Record excerpts:
>> START

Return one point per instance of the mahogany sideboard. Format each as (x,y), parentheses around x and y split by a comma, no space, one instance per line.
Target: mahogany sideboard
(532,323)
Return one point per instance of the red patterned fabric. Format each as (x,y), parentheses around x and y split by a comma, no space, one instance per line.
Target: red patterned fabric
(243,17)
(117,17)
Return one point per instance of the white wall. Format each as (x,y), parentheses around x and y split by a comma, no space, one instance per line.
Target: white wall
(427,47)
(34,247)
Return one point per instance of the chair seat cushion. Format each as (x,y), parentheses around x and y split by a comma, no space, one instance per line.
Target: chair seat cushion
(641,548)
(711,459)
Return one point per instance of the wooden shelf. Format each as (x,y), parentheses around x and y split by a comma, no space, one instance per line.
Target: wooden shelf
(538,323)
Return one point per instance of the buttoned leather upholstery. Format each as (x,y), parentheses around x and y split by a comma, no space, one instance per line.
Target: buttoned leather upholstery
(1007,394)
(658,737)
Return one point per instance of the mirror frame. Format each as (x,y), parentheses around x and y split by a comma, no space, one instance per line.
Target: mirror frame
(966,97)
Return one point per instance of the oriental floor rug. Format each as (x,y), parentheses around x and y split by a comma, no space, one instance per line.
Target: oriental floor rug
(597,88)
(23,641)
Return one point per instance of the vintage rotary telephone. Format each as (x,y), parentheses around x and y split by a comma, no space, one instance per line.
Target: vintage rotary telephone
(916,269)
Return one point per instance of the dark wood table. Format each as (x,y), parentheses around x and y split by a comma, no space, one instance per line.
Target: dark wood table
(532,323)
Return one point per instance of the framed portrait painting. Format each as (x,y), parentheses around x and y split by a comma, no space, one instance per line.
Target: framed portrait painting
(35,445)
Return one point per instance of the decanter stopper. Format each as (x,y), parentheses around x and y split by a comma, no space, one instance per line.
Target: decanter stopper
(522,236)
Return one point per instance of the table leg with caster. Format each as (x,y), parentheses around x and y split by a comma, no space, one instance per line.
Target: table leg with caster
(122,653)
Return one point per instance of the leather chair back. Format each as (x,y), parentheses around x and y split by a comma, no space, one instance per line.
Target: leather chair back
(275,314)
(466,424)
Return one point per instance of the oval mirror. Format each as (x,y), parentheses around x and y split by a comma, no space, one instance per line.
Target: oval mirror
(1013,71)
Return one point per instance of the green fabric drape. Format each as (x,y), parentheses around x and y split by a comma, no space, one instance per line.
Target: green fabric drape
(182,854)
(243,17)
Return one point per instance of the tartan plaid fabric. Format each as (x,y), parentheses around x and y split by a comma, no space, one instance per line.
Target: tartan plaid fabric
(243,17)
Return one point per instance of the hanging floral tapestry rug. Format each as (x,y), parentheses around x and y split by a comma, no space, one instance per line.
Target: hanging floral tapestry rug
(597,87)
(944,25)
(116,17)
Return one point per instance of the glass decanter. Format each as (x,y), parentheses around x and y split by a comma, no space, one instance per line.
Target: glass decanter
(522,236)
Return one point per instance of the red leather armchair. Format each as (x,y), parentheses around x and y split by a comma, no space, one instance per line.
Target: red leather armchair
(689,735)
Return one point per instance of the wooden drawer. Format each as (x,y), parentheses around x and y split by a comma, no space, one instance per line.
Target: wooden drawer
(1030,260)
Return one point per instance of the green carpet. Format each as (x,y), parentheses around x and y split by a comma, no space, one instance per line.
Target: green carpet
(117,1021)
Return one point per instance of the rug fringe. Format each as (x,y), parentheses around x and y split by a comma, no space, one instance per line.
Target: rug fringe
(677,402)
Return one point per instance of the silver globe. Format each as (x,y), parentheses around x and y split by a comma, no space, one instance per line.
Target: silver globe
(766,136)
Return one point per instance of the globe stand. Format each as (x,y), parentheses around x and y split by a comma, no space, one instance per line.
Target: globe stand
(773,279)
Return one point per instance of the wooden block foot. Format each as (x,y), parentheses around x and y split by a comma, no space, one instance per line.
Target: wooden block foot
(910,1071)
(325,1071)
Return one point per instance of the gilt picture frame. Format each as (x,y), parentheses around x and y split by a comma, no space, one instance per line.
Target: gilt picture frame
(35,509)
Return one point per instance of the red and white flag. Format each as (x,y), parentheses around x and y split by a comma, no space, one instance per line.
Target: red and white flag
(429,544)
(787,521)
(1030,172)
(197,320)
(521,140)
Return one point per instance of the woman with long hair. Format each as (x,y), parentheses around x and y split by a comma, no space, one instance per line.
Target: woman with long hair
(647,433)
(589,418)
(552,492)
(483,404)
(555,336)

>> END

Given task:
Reproduce the whole listing word for word.

Completed exercise:
Return one point per instance of the mahogany sideboard. Format each as (x,y), parentheses around x and y split by a comma, no space, one instance per line.
Target: mahogany sideboard
(532,323)
Return one point per instance of the red patterned fabric. Format each as (x,y), parentheses around x and y split by a comma, no space, one instance per line.
Target: red patterned fabric
(243,17)
(117,17)
Return one point per instance of the white wall. Format each as (x,y), parentheses around x and y split by a comma, no space, one instance per line.
Target: white wall
(427,47)
(34,247)
Return one point per instance of the chair seat cushion. Format each as (x,y), parentheses around x and y split by a comma, no space, one instance per line.
Target: chair seat cushion
(641,548)
(711,459)
Return one point per instance of the wooden shelf. Format each as (x,y), parentheses around x and y split by a comma, no space, one instance per line.
Target: wooden shelf
(538,323)
Return one point per instance of the buttoned leather upholstery. Format each as (x,y), parentheses around x and y split by a comma, no space, one instance per line.
Target: buttoned leather upholstery
(1007,394)
(658,737)
Return one point per instance of the mirror frame. Format each as (x,y), parentheses around x and y split by a comma, no space, one instance per line.
Target: mirror frame
(966,97)
Return one point per instance of the oriental floor rug. Format each as (x,y), parentheses around x and y split by a comma, no space, one instance per line.
Target: oriental floor rug
(597,88)
(23,641)
Return one point per instance of the vintage rotary telephone. Format each as (x,y), parentheses around x and y split by a comma, no space, one instance per line.
Target: vintage rotary telephone
(916,269)
Return one point per instance of the dark wood table. Format each as (x,y), parentheses around x and y split by a comma, no space, one instance per line.
Target: dark wood table
(532,323)
Return one point per instance of the framed portrait painting. Format each as (x,y), parentheses around x and y split by a comma, no space, one instance per line.
Target: framed portrait painting
(35,445)
Return one point per instance of the decanter stopper. Format each as (x,y), parentheses around x and y split by a comma, no space, one instance per line.
Target: decanter stopper
(522,236)
Return one point per instance of the table leg with caster. Format each as (x,y), parentheses around x and y split by a comma, no space, one instance per line.
Target: table leg with caster
(122,653)
Return one point per instance of the leather chair back. Format each as (x,y), parentheses around x and y split by a comma, no space, one instance per line.
Target: leather chair back
(275,314)
(466,424)
Return one point per instance of the oval mirror. Format each as (x,y), parentheses around x and y split by a comma, no space, one instance per line.
Target: oval mirror
(1013,71)
Return one point per instance of the green fabric drape. Format each as (x,y), parentheses around x and y split by a comma, no space, one instance per line.
Target: green fabric drape
(182,854)
(243,17)
Return one point per instance of the tartan plaid fabric. Format each as (x,y), parentheses around x and y split by a comma, no space, one instance per line.
Target: tartan plaid fabric
(243,17)
Return one point per instance of the hanging floral tapestry rug. Format each as (x,y), parentheses around x and y split by a comma, no space, one instance per line.
Target: hanging floral tapestry rug
(597,87)
(944,25)
(116,17)
Return one point per instance of the glass decanter. Format each as (x,y), parentheses around x and y split by a comma, no space, one instance per line.
Target: glass decanter
(522,236)
Return one point per instance of the red leather armchair. Format each as (x,y), parentheses around x and y split by a comma, no space, one instance per line.
Target: red leather armchair
(689,735)
Return one point per instance of the wooden drawer. Format each as (x,y), parentheses around x and y split by a comma, no space, one instance per line.
Target: wooden drawer
(1030,260)
Return one point per instance of the green carpet. Format each as (x,y), parentheses around x and y split by a comma, no space, one instance per line.
Target: green carpet
(117,1021)
Return one point per instance of the rug fringe. Format each as (x,y), parentheses around x and y split by a comma, no space, one instance per line.
Target: rug fringe
(677,402)
Return one point per instance of the silver globe. Format each as (x,y), parentheses around x and y split by a comma, no space, one instance per line.
Target: silver globe
(766,136)
Return one point per instance of the globe stand. Format each as (x,y), parentheses around x and y split by a comma, no space, one instance per line.
Target: globe stand
(773,279)
Return one point per instance of the wooden block foot. Format each as (x,y), parentheses around x and y split by a comma, no space, one instance per line.
Target: wooden block foot
(910,1071)
(325,1071)
Return one point per instance of the gilt picture frame. Format each as (x,y), parentheses around x and y split by a comma, no space, one instance per line.
Target: gilt picture frame
(35,509)
Return one point per instance of the red and white flag. Format each as (x,y), parentheses around x and y split by a comma, no space, one instance per line.
Target: red and white flag
(429,544)
(787,521)
(1030,172)
(197,320)
(521,140)
Return one point per instance of the woman with long hair. Format each as (x,y), parentheses around x and y split by a comma, no space, one instance per line.
Target: woman with long hair
(647,433)
(589,418)
(552,492)
(483,404)
(555,336)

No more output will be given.